Task prompt:
Turn the rows below into a JSON list of strings, one string per line with blank lines left out, going from the very first line up to and including the line with "column 195, row 356".

--- start ---

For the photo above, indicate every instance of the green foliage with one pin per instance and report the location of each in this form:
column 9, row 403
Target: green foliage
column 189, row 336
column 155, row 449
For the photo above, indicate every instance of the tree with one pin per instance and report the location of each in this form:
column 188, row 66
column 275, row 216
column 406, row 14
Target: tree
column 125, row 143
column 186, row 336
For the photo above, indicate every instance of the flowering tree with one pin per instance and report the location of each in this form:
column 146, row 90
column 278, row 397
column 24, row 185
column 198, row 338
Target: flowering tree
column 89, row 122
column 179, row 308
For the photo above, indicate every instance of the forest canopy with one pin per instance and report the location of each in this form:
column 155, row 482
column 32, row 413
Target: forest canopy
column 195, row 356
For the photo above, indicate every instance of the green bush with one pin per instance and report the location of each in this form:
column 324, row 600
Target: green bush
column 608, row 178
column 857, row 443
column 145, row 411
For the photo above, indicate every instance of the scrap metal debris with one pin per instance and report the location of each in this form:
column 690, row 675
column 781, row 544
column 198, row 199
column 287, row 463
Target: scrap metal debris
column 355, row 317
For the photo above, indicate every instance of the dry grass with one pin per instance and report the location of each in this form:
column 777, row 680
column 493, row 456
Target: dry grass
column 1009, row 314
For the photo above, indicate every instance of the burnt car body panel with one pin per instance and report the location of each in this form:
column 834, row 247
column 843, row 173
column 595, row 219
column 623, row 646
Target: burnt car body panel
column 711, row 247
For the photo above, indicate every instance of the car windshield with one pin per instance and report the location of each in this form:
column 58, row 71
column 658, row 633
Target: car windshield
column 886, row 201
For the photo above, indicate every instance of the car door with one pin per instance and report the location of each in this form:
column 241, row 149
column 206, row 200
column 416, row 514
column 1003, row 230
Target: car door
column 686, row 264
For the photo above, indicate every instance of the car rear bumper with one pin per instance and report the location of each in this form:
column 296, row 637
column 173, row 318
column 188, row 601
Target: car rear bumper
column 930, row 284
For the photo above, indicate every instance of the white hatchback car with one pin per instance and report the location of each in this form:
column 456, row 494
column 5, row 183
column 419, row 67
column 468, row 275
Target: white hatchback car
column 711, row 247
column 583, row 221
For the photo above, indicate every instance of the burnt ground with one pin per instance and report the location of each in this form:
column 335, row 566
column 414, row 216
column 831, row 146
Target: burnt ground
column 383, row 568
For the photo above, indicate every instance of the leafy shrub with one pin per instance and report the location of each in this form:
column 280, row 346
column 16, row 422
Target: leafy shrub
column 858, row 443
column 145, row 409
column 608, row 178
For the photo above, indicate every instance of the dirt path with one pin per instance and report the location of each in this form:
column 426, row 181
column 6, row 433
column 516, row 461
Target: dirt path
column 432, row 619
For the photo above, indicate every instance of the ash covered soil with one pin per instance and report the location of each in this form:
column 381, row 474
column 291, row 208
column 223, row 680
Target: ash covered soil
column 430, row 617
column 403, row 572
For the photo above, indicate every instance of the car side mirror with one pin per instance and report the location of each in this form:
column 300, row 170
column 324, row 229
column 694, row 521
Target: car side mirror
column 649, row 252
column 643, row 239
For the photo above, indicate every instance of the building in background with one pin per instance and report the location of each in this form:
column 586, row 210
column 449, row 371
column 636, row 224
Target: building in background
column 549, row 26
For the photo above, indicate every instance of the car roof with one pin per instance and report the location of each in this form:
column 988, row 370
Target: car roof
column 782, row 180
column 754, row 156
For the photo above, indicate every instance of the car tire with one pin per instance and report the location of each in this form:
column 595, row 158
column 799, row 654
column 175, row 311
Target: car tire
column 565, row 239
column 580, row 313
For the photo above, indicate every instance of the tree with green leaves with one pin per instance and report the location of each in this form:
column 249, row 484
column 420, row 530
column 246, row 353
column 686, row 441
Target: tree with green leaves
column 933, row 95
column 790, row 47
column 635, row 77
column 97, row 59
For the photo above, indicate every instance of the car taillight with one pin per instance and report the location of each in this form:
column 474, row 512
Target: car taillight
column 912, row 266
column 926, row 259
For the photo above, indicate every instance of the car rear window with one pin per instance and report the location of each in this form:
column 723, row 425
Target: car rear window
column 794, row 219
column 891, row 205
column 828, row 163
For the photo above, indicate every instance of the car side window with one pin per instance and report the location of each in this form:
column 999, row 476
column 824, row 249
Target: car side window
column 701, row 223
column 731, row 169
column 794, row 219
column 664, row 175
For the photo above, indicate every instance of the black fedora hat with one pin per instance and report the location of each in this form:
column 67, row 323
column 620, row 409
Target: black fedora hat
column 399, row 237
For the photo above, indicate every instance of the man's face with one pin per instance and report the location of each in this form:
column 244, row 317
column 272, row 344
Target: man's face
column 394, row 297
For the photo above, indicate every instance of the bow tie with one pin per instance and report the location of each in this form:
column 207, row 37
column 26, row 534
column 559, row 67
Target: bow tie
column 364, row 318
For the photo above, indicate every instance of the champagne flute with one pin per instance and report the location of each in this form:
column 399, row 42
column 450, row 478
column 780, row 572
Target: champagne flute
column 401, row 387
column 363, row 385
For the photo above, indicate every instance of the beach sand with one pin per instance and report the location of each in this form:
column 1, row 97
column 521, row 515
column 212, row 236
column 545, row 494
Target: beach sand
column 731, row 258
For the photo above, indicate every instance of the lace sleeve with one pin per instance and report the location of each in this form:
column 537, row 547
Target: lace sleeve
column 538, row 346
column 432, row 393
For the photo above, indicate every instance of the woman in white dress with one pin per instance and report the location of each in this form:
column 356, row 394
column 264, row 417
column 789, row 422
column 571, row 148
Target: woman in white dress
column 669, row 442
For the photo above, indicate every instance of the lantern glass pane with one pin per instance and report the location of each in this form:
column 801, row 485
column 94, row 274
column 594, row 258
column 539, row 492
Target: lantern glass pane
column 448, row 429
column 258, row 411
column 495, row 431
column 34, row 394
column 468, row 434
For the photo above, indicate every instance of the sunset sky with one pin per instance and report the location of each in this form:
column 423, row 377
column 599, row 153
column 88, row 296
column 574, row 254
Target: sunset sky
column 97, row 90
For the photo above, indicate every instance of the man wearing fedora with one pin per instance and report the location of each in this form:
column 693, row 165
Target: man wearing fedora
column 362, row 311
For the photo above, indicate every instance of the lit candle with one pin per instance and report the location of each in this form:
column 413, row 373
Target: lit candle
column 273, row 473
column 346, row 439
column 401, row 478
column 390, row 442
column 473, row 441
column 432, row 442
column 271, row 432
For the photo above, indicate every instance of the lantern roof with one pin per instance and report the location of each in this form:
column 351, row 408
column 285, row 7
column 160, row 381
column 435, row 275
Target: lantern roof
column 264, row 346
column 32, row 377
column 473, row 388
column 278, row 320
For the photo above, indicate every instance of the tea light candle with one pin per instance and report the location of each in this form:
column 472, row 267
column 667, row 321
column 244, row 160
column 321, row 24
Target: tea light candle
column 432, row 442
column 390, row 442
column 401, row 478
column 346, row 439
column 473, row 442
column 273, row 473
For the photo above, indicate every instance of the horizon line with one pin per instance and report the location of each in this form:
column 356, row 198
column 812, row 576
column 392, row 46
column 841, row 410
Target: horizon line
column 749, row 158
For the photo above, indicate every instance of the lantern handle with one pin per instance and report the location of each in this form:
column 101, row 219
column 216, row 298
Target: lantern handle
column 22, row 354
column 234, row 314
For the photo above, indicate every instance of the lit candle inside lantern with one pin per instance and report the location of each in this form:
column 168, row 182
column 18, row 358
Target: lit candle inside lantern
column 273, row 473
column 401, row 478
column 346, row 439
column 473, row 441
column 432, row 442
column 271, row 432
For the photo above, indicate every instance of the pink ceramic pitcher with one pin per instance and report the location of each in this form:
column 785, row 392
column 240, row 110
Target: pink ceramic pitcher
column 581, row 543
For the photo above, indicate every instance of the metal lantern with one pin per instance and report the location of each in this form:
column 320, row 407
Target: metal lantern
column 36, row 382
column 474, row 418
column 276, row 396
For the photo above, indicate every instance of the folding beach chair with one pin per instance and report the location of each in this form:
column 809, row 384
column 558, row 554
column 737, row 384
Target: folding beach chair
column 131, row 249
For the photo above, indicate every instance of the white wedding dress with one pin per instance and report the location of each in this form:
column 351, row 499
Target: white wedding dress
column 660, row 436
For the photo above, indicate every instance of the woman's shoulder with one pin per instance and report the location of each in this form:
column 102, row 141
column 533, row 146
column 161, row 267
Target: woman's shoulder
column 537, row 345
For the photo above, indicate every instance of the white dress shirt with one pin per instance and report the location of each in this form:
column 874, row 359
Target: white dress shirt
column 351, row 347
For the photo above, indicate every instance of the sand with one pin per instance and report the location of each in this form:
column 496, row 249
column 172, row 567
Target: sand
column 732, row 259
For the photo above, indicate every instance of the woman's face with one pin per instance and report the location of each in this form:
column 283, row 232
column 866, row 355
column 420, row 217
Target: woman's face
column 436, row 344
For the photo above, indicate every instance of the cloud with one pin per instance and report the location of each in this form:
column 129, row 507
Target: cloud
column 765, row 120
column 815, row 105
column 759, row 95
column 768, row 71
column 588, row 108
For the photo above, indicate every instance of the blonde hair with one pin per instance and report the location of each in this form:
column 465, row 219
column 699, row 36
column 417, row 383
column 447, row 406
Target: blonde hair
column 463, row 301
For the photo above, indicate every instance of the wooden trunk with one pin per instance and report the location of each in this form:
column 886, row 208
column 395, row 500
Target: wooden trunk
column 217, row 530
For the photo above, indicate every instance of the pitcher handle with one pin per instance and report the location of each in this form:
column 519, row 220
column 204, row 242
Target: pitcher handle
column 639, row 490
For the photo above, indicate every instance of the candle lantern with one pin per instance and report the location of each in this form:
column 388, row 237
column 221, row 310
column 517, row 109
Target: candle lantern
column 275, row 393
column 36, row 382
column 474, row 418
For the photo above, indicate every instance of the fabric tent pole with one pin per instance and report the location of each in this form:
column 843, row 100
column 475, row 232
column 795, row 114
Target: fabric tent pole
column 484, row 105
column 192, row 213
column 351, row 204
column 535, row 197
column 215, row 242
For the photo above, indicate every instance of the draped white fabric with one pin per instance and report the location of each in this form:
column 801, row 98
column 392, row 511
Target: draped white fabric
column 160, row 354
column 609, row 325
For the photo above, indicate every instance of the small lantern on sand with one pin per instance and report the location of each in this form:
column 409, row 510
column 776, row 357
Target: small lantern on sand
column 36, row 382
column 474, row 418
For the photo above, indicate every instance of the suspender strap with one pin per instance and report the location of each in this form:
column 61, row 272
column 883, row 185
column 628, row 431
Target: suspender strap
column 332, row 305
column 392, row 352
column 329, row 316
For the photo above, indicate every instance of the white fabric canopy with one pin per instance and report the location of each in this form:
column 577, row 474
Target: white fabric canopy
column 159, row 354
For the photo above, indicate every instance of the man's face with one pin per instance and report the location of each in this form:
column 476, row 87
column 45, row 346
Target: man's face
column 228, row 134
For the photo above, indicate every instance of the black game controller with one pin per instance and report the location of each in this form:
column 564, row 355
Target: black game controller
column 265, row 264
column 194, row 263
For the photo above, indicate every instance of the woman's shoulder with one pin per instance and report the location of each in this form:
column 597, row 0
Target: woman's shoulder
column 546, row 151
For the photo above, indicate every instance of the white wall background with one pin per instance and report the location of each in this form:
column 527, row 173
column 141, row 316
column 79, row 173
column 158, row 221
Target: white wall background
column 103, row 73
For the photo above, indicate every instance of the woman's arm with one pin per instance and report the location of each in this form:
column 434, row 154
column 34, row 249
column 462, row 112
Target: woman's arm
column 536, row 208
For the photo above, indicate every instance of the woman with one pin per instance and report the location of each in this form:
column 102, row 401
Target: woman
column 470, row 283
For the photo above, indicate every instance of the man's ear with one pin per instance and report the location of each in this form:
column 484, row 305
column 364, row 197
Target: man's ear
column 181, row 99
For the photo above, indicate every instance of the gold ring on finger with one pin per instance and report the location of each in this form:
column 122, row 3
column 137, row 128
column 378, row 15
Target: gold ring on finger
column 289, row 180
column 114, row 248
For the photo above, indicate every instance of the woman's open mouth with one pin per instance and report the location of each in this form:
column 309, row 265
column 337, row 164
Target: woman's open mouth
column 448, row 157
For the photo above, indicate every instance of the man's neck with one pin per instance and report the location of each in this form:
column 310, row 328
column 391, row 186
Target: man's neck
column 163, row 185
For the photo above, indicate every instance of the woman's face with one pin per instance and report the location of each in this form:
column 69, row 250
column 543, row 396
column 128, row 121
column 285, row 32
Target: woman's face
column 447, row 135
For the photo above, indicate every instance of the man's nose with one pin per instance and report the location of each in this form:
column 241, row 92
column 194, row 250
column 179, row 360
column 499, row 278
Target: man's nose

--- end ---

Finished exercise:
[
  "For the photo above, indicate every instance of the green foliage with one pin per instance and report the location of each in this form:",
  "column 9, row 403",
  "Target: green foliage",
  "column 189, row 336",
  "column 155, row 449",
  "For the photo above, indicate every instance of the tree with one pin per instance and report the location of each in this form:",
  "column 188, row 66",
  "column 275, row 216",
  "column 406, row 14",
  "Target: tree",
  "column 125, row 143",
  "column 186, row 336",
  "For the photo above, indicate every instance of the flowering tree with one pin per instance and report the location of each in this form:",
  "column 146, row 90",
  "column 278, row 397",
  "column 24, row 185",
  "column 198, row 338",
  "Target: flowering tree",
  "column 89, row 122",
  "column 179, row 308",
  "For the photo above, indicate every instance of the forest canopy with one pin per instance and report the location of each in this form:",
  "column 155, row 482",
  "column 32, row 413",
  "Target: forest canopy",
  "column 195, row 356"
]